-- BEGIN ENTRIES SHOWN --
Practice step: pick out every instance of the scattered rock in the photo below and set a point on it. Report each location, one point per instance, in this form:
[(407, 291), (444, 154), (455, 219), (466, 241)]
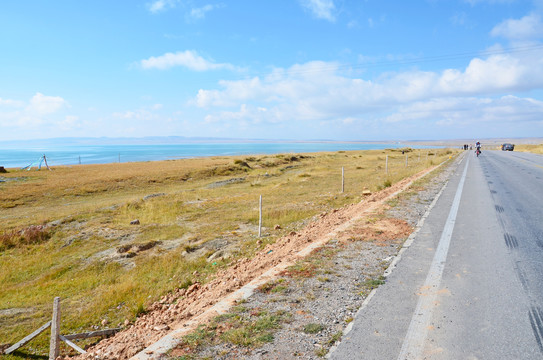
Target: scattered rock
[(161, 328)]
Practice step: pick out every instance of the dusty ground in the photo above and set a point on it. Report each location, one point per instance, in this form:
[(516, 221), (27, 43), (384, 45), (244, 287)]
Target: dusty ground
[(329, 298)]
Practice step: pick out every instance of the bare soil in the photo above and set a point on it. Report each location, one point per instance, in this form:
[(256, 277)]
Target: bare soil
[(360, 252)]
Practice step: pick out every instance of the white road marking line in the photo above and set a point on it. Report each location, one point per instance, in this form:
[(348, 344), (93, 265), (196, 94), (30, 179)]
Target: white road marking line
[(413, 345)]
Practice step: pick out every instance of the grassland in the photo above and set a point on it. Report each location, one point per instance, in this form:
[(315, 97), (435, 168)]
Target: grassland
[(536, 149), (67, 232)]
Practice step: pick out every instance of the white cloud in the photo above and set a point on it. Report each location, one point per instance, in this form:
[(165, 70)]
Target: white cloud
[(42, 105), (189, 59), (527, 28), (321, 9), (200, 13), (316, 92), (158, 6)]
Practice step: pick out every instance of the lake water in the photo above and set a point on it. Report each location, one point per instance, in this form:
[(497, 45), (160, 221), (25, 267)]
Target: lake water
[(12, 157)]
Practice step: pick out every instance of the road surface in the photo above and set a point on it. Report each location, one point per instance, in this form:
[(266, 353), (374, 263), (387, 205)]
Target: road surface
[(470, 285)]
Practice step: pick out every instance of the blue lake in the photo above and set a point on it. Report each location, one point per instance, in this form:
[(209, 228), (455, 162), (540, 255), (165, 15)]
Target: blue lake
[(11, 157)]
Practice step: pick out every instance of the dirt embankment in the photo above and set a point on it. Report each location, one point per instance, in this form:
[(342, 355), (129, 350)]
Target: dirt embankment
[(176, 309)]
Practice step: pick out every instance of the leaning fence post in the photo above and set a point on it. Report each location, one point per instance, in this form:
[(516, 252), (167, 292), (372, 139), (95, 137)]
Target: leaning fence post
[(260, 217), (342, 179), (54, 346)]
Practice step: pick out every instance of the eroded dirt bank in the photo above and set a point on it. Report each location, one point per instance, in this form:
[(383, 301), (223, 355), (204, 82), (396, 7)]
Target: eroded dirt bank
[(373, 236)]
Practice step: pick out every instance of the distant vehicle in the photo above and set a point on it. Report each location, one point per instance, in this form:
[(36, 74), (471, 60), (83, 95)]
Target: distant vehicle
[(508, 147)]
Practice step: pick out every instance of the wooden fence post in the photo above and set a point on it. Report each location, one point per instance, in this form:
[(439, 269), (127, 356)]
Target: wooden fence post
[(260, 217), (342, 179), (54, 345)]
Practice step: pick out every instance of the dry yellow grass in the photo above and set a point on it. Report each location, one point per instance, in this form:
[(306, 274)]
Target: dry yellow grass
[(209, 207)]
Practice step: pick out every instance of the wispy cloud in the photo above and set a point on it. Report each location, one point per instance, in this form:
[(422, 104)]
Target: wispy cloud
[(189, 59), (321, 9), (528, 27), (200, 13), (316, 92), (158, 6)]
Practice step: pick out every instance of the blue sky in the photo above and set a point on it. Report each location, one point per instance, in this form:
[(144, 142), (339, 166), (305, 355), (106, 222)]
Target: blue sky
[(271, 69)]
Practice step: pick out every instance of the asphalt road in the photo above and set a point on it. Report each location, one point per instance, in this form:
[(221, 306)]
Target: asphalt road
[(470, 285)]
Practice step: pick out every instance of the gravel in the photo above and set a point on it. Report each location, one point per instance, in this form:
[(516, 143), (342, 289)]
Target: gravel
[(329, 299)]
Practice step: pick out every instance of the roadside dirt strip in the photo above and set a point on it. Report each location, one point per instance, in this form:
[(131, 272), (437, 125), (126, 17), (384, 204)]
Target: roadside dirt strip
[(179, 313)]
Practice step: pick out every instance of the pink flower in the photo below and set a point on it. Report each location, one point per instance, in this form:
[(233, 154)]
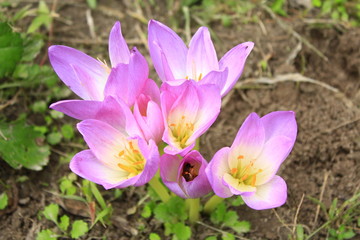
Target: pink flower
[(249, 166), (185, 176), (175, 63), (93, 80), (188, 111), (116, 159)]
-- END ENTRIES SHOWN --
-- BEGIN ENTRIES SHOWN --
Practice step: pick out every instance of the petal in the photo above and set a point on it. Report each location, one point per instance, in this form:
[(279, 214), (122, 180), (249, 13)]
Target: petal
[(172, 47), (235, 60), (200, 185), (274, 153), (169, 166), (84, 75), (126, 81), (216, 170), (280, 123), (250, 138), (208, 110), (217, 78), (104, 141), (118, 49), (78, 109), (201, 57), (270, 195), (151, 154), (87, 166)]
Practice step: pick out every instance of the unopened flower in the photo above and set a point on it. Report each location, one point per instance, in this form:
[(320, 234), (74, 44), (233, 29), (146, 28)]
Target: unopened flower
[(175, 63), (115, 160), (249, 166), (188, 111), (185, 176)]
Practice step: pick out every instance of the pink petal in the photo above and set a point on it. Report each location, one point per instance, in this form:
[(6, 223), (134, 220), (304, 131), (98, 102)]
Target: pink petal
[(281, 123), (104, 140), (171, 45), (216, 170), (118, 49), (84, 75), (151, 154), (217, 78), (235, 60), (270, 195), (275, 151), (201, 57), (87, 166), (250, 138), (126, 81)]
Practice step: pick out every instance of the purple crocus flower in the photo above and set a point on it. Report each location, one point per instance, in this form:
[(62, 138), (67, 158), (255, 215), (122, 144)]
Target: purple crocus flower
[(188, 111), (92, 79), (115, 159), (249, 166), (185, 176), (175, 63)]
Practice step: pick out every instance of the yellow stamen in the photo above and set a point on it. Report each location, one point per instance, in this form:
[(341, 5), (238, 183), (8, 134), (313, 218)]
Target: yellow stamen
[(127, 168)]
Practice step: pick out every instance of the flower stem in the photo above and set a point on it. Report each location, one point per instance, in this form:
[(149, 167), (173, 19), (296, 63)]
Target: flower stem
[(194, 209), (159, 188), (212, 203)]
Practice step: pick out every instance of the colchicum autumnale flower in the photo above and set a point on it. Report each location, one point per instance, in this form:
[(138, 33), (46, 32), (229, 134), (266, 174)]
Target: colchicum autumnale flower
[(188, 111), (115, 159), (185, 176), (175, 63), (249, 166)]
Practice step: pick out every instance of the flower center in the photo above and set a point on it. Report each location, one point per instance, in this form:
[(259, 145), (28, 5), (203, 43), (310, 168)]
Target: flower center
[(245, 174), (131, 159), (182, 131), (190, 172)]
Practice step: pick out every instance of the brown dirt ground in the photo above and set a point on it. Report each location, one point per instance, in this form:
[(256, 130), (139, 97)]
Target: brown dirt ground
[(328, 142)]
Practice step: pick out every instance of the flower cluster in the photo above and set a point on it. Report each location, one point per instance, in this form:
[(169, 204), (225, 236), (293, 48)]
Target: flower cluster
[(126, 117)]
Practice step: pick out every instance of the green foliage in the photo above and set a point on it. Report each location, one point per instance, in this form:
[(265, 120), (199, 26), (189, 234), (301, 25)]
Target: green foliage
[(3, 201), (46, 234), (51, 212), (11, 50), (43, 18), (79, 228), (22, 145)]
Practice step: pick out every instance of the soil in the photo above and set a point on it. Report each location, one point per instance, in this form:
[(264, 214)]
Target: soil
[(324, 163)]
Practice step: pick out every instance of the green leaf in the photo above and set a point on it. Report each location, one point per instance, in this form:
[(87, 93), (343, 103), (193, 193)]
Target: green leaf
-- END ENTRIES SHOWN --
-- BEGIN ENTRIES SHOWN --
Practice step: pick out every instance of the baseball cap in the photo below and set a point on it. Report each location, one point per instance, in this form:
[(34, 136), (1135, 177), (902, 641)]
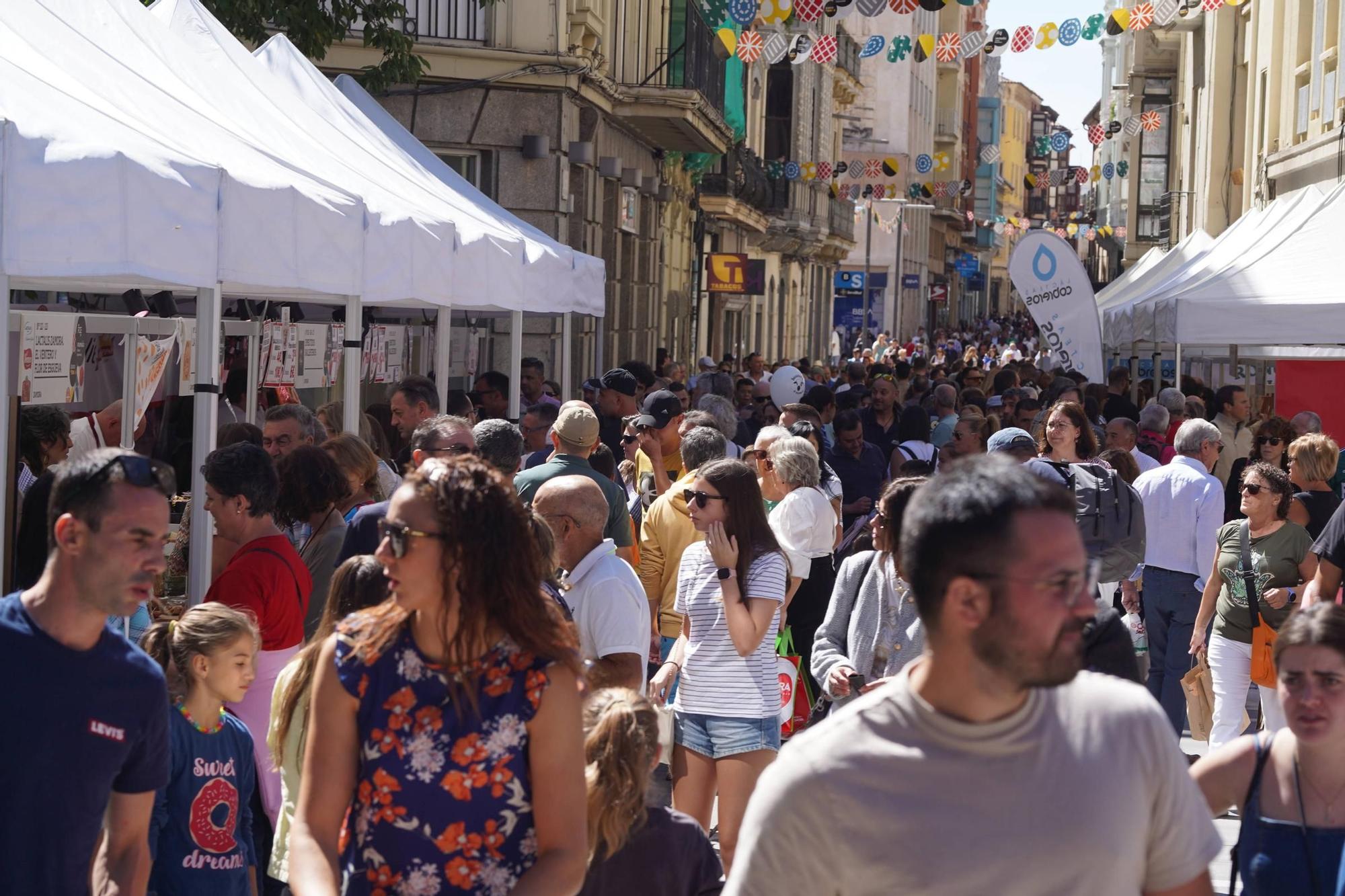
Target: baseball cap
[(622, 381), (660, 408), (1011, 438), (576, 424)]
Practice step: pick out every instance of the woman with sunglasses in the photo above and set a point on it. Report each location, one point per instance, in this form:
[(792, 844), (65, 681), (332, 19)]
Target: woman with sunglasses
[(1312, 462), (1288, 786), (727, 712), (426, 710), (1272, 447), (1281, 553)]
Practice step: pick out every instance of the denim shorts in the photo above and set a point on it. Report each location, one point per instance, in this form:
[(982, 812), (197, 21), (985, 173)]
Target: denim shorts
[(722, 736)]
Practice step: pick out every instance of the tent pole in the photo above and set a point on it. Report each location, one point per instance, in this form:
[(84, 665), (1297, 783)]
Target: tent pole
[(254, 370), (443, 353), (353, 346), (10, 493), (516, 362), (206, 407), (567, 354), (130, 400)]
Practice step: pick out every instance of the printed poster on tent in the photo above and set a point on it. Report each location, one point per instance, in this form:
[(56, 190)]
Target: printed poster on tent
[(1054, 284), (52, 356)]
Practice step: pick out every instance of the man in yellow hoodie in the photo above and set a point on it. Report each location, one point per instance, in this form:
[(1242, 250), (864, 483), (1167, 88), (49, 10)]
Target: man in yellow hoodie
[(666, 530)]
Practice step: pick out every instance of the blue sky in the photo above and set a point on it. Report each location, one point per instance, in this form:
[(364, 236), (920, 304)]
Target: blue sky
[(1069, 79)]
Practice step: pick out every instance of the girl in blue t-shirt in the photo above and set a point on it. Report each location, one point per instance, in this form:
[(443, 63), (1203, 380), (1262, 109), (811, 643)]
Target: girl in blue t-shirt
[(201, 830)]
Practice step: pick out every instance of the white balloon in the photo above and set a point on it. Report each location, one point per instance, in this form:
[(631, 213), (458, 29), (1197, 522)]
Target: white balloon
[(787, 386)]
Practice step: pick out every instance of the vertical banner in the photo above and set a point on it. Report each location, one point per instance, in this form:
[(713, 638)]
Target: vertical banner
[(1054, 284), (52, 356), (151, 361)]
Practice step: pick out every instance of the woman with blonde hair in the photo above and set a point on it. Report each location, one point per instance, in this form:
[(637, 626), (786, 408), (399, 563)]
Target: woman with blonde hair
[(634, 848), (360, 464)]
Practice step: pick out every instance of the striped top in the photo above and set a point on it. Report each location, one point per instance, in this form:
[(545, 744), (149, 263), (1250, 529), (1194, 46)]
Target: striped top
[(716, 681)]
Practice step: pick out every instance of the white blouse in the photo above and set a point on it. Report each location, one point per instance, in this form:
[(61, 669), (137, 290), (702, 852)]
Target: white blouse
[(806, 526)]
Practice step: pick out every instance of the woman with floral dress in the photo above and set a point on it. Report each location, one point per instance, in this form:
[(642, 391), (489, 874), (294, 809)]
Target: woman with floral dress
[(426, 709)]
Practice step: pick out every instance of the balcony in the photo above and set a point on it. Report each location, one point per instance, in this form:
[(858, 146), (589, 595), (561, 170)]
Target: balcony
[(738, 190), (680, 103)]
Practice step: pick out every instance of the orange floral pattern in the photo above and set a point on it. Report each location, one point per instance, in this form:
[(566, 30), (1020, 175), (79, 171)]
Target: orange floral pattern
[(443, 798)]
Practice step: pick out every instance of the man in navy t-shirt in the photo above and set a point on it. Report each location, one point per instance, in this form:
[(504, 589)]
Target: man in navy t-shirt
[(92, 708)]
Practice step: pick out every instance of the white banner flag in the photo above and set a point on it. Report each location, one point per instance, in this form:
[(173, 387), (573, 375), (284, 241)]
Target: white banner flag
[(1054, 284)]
-- END ENTRIES SHOWN --
WHAT TO DO :: Convert the lines between the line containing "Practice step: pick out every instance of the bare" and the line containing "9), (200, 13), (316, 92), (158, 6)]", inclusive, into a JSON list of strings with one string per line. Omit blank lines and include no other lines.

SOLUTION FOR THIS TASK ::
[
  "Practice step: pick out every instance of the bare soil in the photo above and set a point on it. Report each location, one point per instance, in this form:",
  "[(256, 277)]",
  "Target: bare soil",
  "[(360, 252)]",
  "Practice step: pick out every instance of the white road marking line in the photo above and set a point on it. Report each location, one point per instance, in this form:",
  "[(348, 344), (93, 265), (196, 94), (30, 179)]",
  "Target: white road marking line",
  "[(413, 345)]",
  "Practice step: pick out every instance of the grassland in the photo above and set a point on it. Report each location, one point per instance, in this form:",
  "[(315, 97), (435, 168)]",
  "Target: grassland",
  "[(536, 149), (67, 232)]",
  "Practice step: pick out every instance of the white cloud in the photo above and set a point on it. Report each location, one point per instance, in this form:",
  "[(165, 70)]",
  "Target: white cloud",
  "[(42, 105), (189, 59), (527, 28), (321, 9), (200, 13), (316, 92), (158, 6)]"
]